───── Extrait choisi
# S'allumer pour de bon



## sivinka

Bonjour! j'ai lu les paroles d'une chanson et je voudrais savoir la signification de: "On s'allume pour de bon"
Merci
Anna


----------



## matoupaschat

Un peu plus de détails ne nuirait pas du tout, du tout ...


----------



## sivinka

La chanson est A cause des garçons:

..........
À cause des garçons ! 
On met des bas nylon 
*[texte écourté]*
*On s'allume pour de bon 
*À cause des garçons ! 
......

C'est mieux maintenant?
Je l'éspère.
Merci


----------



## matoupaschat

Accendersi, eccitarsi 
Vedi  http://www.cnrtl.fr/definition/allumer 
Buona Pasqua


----------



## sivinka

Grazie mille!! Però ho un dubbio.
──────────
_Votre objectif_.
Rédigez la suite du fil de discussion consacré à l'expression « s'allumer pour de bon », en reprenant juste après sa dernière phrase.
───── Données fournies
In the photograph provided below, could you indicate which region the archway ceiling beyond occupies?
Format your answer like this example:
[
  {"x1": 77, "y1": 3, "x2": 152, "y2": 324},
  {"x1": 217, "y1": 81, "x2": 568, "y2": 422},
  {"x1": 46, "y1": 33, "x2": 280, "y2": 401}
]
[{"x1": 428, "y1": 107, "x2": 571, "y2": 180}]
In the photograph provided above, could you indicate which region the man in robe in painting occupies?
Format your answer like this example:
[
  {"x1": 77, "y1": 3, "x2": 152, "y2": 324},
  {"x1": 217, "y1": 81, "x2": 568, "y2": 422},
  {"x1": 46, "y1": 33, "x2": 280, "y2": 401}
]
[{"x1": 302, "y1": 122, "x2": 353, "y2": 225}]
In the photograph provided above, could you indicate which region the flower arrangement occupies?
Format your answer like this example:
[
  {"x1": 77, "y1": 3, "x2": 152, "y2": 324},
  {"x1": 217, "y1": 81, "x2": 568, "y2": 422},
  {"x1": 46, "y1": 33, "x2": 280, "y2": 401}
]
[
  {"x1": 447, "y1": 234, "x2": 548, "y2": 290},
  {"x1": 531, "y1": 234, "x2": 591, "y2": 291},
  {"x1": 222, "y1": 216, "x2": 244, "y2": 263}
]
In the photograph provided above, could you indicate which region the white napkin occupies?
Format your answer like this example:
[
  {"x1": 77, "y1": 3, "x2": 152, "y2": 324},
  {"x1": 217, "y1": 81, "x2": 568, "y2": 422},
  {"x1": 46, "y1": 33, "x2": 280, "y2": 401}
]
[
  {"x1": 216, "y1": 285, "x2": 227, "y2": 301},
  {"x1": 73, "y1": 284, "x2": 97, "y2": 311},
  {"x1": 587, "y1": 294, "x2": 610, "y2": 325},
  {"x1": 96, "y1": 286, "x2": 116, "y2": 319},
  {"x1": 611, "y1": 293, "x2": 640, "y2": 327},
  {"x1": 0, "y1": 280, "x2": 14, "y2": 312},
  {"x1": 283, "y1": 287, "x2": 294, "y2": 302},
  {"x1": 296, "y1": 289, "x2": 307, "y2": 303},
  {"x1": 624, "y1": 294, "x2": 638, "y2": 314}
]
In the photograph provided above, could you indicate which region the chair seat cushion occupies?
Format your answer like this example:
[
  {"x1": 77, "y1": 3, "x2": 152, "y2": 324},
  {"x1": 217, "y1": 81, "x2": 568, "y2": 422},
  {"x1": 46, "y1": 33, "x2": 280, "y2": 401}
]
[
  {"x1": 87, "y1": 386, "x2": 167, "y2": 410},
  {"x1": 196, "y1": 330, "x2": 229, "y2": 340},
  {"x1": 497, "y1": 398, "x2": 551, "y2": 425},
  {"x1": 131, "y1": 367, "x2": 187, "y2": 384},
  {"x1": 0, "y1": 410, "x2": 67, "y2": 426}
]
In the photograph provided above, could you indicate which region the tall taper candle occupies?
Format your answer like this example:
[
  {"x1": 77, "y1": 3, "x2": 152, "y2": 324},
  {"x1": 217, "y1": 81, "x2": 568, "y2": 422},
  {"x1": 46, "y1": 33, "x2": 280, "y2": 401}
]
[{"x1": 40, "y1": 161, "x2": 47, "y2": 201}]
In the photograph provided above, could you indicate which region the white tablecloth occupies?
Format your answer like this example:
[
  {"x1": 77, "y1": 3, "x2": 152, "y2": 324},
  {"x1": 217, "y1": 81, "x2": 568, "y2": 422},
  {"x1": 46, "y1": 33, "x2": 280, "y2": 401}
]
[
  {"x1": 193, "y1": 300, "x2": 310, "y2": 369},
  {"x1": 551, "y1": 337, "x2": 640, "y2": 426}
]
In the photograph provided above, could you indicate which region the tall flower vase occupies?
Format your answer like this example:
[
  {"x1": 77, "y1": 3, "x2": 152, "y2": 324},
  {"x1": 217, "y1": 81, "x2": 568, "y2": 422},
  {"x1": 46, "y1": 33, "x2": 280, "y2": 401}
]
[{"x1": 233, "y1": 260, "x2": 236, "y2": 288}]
──────────
_Réponse ci-dessous_.
Pour de bon come si può tradurre? perchè s'allumer significa eccitarsi, ma pour de bon non ho capito.


----------



## matoupaschat

Pour de bon = davvero, veramente, realmente, ecc.


----------



## sivinka

Merci beaucoup.
Anna


----------



## Duncan#21

Je connais ces vers! Ils sont d'une chanson des années '80, du duo féminin A cause des Garçons.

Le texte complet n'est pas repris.